## WHAT TO PRODUCE
Return all of the data below line for line without altering any wording, and omit the pictures.

Coordinate annotation records
## START
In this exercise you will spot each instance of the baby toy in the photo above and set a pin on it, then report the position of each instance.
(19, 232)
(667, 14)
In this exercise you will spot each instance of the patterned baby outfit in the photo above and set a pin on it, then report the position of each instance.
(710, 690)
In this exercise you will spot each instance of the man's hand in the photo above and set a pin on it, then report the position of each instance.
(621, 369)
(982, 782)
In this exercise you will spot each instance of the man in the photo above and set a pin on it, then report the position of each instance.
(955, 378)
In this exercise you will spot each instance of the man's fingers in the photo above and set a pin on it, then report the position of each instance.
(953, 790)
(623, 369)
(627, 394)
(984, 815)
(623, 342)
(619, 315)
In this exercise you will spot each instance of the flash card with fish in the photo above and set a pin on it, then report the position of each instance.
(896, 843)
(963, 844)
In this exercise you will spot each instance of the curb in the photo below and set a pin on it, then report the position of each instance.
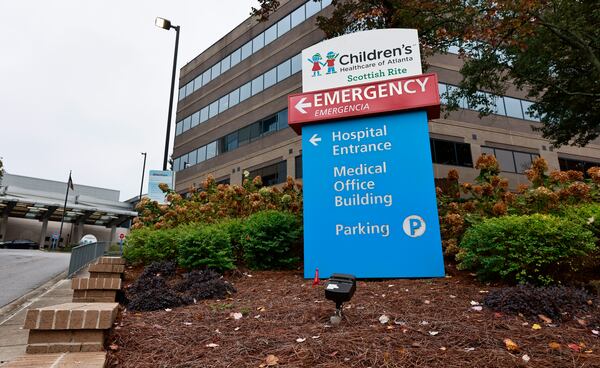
(11, 309)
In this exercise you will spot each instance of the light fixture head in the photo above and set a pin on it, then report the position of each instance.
(162, 23)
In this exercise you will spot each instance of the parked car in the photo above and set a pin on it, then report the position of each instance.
(20, 244)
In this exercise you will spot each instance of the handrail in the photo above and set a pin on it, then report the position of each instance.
(84, 254)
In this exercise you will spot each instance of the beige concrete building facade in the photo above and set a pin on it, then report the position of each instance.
(232, 111)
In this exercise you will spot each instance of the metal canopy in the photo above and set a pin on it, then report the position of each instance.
(36, 204)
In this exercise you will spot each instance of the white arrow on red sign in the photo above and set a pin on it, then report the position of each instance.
(302, 104)
(408, 93)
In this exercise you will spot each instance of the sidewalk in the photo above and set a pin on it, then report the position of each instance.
(13, 338)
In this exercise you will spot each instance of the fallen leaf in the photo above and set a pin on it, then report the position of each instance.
(511, 345)
(554, 345)
(271, 360)
(384, 319)
(544, 318)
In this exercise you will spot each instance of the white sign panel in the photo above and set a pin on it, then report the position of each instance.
(157, 177)
(361, 57)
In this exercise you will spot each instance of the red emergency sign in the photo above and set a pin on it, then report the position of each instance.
(409, 93)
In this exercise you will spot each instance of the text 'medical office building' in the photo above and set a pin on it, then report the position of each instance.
(232, 111)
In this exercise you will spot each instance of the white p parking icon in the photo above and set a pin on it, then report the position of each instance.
(414, 226)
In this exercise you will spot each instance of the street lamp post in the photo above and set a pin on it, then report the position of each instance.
(166, 24)
(143, 171)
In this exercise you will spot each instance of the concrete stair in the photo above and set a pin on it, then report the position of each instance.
(72, 334)
(59, 360)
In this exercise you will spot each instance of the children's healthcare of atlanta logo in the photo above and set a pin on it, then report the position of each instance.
(361, 57)
(318, 65)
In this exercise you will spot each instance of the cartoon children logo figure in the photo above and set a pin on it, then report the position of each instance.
(316, 62)
(331, 56)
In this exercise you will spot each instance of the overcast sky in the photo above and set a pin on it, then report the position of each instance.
(84, 85)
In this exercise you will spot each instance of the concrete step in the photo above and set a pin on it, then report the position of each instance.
(59, 360)
(69, 327)
(98, 290)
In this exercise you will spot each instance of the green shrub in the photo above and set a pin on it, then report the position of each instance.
(147, 245)
(587, 215)
(269, 240)
(235, 229)
(536, 248)
(205, 247)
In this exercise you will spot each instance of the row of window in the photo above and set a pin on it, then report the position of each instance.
(578, 165)
(503, 105)
(511, 161)
(257, 85)
(459, 154)
(450, 153)
(277, 30)
(231, 141)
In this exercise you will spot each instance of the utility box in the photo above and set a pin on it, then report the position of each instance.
(340, 288)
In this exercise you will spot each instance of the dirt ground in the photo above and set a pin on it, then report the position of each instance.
(285, 323)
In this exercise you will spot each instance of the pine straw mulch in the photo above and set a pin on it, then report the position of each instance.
(284, 316)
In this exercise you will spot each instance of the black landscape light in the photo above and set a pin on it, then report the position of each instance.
(339, 289)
## END
## SOLVED PROBLEM
In this exercise you will spot each instance of the baby toy in the photo above and set a pin on it, then report the position of each instance.
(19, 232)
(667, 14)
In this exercise you will spot each instance of the patterned baby outfit in the photo above and set a pin on it, then report the position of each instance.
(710, 690)
In this exercise you will spot each instance of the man's hand in the photo above and set a pin on it, then report the position of each instance.
(621, 369)
(982, 782)
In this exercise you will spot each instance of the man in the photo above and set a pin on it, then report the position of each instance.
(955, 378)
In this exercise you will spot each instance of the man's fingers in the photo above and set a pin on it, then report the position of each instance.
(953, 790)
(623, 369)
(627, 394)
(984, 815)
(623, 342)
(619, 315)
In this exercise you will spot each instance of the flash card with fish in the photo above and set a pin on it, then report the position of each instance.
(896, 843)
(963, 844)
In this exercise you will spot each instance of the curb in the photo below and set a pin on it, then report the position of each instance.
(11, 309)
In this exercise you will spot each instance of the light fixture head in the photo above and set a pin on it, then report the position of each instance.
(162, 23)
In this exercise you will spot each instance of the parked car in the photo above and set a pin on it, then report the position of each instance.
(20, 244)
In this exercise you will spot each instance of the handrail in the photo above and set a pin on it, then report the position of each instance.
(84, 254)
In this exercise you will spot each instance of the beige concrete building facade in the photo above and set a pin on it, then report the position of each instance.
(232, 111)
In this exercise you will spot each instance of the metal canopy in the photo above and set a pin on it, then report the position of each instance.
(36, 204)
In this exercise you will spot each instance of the white arrow on red sign in the photo above and set a pin on it, then report the position of each instance.
(302, 104)
(408, 93)
In this exercise you will spot each instance of the sidewalk in the photo above and set a pin on it, then report the position of each instance.
(13, 338)
In this exercise you will spot each instance of the fallen leaf in the photo above and set a pin on it, then report the position of each instance.
(511, 345)
(554, 345)
(271, 360)
(384, 319)
(544, 318)
In this exercise you will spot each instance of the white sign panel in the photo above and set a pin on it, then report the position of each instance.
(157, 177)
(361, 57)
In this exercise you will spot each instance of the red emergency sign in the photo above and set a pin on it, then report the position of each instance.
(409, 93)
In this exercise you will spot each instance of the text 'medical office building' in the photo above and set a pin on it, then report the position of each instance.
(232, 111)
In this exercise you will spot each instance of the white p parking icon in the photo above and set a pin on it, then report the position of each instance.
(414, 226)
In this exercise you will spot each instance of the street lamp post in the photo above and set a pin on it, then report the position of each instance.
(166, 24)
(143, 171)
In this exercise you will spot each instance of the concrete stair in the photo above and set a pin on it, then report the position of each instance.
(72, 334)
(59, 360)
In this exercise you will spot each instance of the children's healthcare of atlanta logo in the photo above and set a pin on it, then report the position of each instance.
(361, 57)
(318, 65)
In this exercise you will spot each instance of the cartoon children logo figure in the photo above and set a pin on it, then report the position of each instance.
(316, 62)
(331, 56)
In this exercise you will spot each instance of the overcast sky in the photo above and set a pin on it, then report the position of each instance.
(84, 85)
In this exercise you will spot each instance of the concrete step in the photo above and set a pin on it, then report the position of each instance.
(59, 360)
(69, 327)
(98, 290)
In this exercise you will spot each instance of the green shrub in the photo above and set a pin on it, then report the position of each instance.
(147, 245)
(587, 215)
(269, 240)
(235, 229)
(536, 248)
(205, 247)
In this exercise you will spot each instance of the row of window in the photo above and set a pin on it, then report the position of each instance.
(578, 165)
(503, 105)
(511, 161)
(257, 85)
(459, 154)
(450, 153)
(277, 30)
(231, 141)
In this exercise you will spot each instance of the utility box in the photo above and set a pin on it, then report the position of each instance.
(340, 288)
In this exercise you will spot each instance of the dirt ground in the photo above and set a pin on it, then report the position of each instance.
(285, 323)
In this exercise you will spot each instance of the pine straw mulch in the photo above and set a pin on it, then report the position of each instance.
(284, 316)
In this exercise you will spot each instance of the black landscape light in the photo above and set a pin on it, then report the position of each instance.
(339, 289)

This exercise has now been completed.